No, according to Nancy Felipe Russo, Regents professor of psychology and women's studies at Arizona State University. The American Psychological Association referred me to Dr. Russo for comment on the New Zealand study. Dr. Russo pointed out that in 1969 the APA adopted the position that abortion should be a civil right. She added, "To pro-choice advocates, mental health effects are not relevant to the legal context of arguments to restrict access to abortion."
That's also true of most pro-life advocates.

Mr. Throckmorton also interviewed David Fergusson, the author of the recent New Zealand report on mental health problems with post-abortive young women:

Mr. Fergusson's report singled out APA for criticism over its handling of research on women's post-abortion psychological adjustment. He quotes the APA's briefing paper on abortion: "Well-designed studies of psychological responses following abortion have consistently shown that risk of psychological harm is low. Some women experience psychological dysfunction following abortion, but postabortion rates of distress and dysfunction are lower than pre-abortion rates."

In an interview, Mr. Fergusson said he believes the APA's conclusions imply a greater certainty than is warranted by existing studies. In fact, Mr. Fergusson is generally critical of all research on postabortion distress, saying: "It borders on scandalous that one of the most common surgical procedures performed on young women is so poorly researched and evaluated. If this were Prozac or Vioxx, reports of associated harm would be taken much more seriously with more careful research and monitoring procedures."
Thank you, Mr. Fergusson.

Although Mr. Fergusson agrees with Ms. Russo that abortion should be a civil right, he is critical of the APA's rejection of possible adverse reactions to abortion.

About his views, the researcher says, "It's one thing to have a civil right to do something and quite another thing is the consequences of doing it. It may well turn out that the procedure has risks we did not foresee."

Those possible "risks we did not foresee" should inspire less certainty and more research on abortion and mental health. In the meantime, health professionals might consider: When women come forward, unprovoked, saying their abortion decision continues to affect them, they might just be right.
Throckmorton also has a well-thought-out article on his own website, calling for the American Psychological Association to re-open the question of whether abortions adversely impact mental health.

**MATERIAL SUPPLIED:**

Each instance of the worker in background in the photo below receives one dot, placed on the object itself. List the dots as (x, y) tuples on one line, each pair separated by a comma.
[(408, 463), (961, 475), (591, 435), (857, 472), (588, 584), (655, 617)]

---

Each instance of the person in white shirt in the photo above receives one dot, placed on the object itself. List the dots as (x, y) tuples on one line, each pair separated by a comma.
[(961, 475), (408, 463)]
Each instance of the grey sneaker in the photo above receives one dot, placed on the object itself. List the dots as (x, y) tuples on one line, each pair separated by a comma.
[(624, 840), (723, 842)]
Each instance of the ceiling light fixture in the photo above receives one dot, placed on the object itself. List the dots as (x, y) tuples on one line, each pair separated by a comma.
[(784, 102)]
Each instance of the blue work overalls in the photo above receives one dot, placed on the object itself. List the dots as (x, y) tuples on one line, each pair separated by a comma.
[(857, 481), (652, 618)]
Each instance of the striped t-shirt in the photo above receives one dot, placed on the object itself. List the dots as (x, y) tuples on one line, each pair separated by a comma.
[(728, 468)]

**WHAT THIS EXERCISE ASKS:**
(1) List every person named in the text on abortion and mental health research.
(2) Carry on the text on abortion and mental health research from where it stops.

**PER-TASK OUTPUTS:**
(1) Nancy Felipe Russo, Throckmorton, David Fergusson

(2)
...not all experts think the potential mental health consequences of abortion warrant serious concern. Leslie Cameron of the American Psychological Association’s Public Policy Office told me that the “APA has a long history monitoring research related to psychological aspects of abortion, beginning with a policy resolution adopted in 1969, which identified access to abortion as a mental health and child welfare issue.” According to the APA, not having access to an abortion is potentially more hazardous to mental health than having one.

She pointed out that the APA examined the evidence about the mental health impact of abortion in 1989 and “should the preponderance of good science indicate a need to revise policy, APA has mechanisms in place to do that.” The APA briefing paper on the subject says: “Well-designed studies of psychological responses following abortion have consistently shown that risk of psychological harm is low. Some women experience psychological dysfunction following abortion, but post-abortion rates of distress and dysfunction are lower than pre-abortion rates.”

The APA briefing sounds very much like the Planned Parenthood statement but very different from Professor Fergusson’s assessment of the current research. His view is that “women need to be advised that there have been ongoing and as yet unresolved debates about the extent to which abortion may be associated with adverse mental health outcomes.”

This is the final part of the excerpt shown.